» Listing

--- Start ---

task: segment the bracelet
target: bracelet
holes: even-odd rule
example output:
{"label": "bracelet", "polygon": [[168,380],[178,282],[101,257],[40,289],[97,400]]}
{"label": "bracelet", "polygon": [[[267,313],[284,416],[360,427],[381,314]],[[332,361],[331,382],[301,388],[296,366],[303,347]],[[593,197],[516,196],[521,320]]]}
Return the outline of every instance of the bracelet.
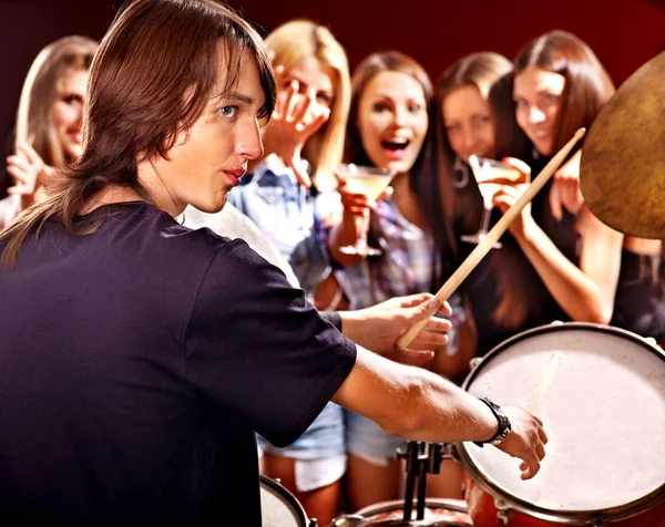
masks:
{"label": "bracelet", "polygon": [[497,417],[497,433],[488,441],[474,441],[473,444],[480,446],[481,448],[483,447],[483,445],[487,445],[488,443],[492,443],[494,442],[499,435],[501,435],[502,431],[502,421],[501,417],[499,416],[499,414],[497,413],[497,404],[489,397],[478,397],[480,401],[482,401],[483,403],[485,403],[490,410],[492,411],[492,414],[494,414],[494,417]]}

--- End ---

» Required task
Rewrite all of the items above with "outline" substituted by "contour" and nothing else changed. Leave the pictures out.

» Task output
task: segment the bracelet
target: bracelet
holes: even-odd rule
example output:
{"label": "bracelet", "polygon": [[168,380],[178,282],[101,257],[40,289],[97,400]]}
{"label": "bracelet", "polygon": [[[267,313],[284,416],[360,427],[381,314]],[[332,361],[331,382],[301,388],[296,366],[303,347]],[[593,197],[516,196],[521,320]]]}
Return the contour of every instance of the bracelet.
masks:
{"label": "bracelet", "polygon": [[497,417],[497,433],[488,441],[474,441],[473,444],[480,446],[481,448],[483,447],[483,445],[487,445],[488,443],[492,443],[494,442],[499,435],[501,435],[502,431],[502,421],[501,417],[499,416],[499,414],[497,413],[497,404],[489,397],[478,397],[480,401],[482,401],[483,403],[485,403],[490,410],[492,411],[492,414],[494,414],[494,417]]}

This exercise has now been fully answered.